§ Extracted entries:

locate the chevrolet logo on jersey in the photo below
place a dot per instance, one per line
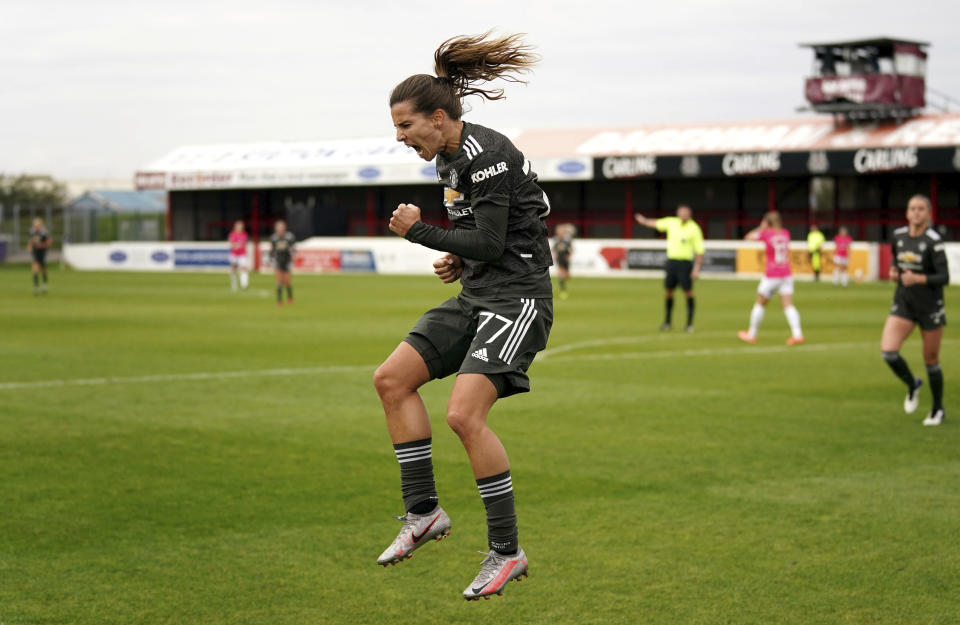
(909, 257)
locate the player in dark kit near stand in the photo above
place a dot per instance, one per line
(282, 244)
(919, 267)
(684, 258)
(563, 250)
(37, 246)
(489, 334)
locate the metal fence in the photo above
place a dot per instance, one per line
(77, 226)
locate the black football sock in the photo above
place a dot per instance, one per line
(935, 375)
(900, 368)
(497, 494)
(416, 475)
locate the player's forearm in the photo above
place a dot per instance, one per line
(484, 244)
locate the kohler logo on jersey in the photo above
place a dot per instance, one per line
(488, 172)
(453, 213)
(629, 167)
(884, 159)
(736, 164)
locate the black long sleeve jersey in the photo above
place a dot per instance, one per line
(923, 254)
(497, 209)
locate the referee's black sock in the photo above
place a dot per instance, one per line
(497, 494)
(900, 368)
(935, 375)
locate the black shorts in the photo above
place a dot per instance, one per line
(922, 308)
(678, 272)
(497, 336)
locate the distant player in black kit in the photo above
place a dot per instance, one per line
(39, 242)
(282, 244)
(563, 250)
(920, 270)
(489, 334)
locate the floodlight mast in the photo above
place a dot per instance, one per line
(868, 79)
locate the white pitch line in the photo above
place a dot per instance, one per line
(643, 338)
(722, 351)
(183, 377)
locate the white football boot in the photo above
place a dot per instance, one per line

§ Problem description: Copy out word for word everything from the line containing "locate the distant" down to the final line above.

§ Right answer:
locate the distant player in black kit in the photo above
place a dot per instance, one per line
(39, 242)
(282, 244)
(563, 250)
(920, 270)
(489, 334)
locate the floodlight mast in the photo above
place a dot per instance, one per line
(868, 79)
locate the white pitch line in the photo above
place a dot per instance, one per line
(643, 338)
(722, 351)
(183, 377)
locate the white football boot in the photo above
place a dot per instance, one per line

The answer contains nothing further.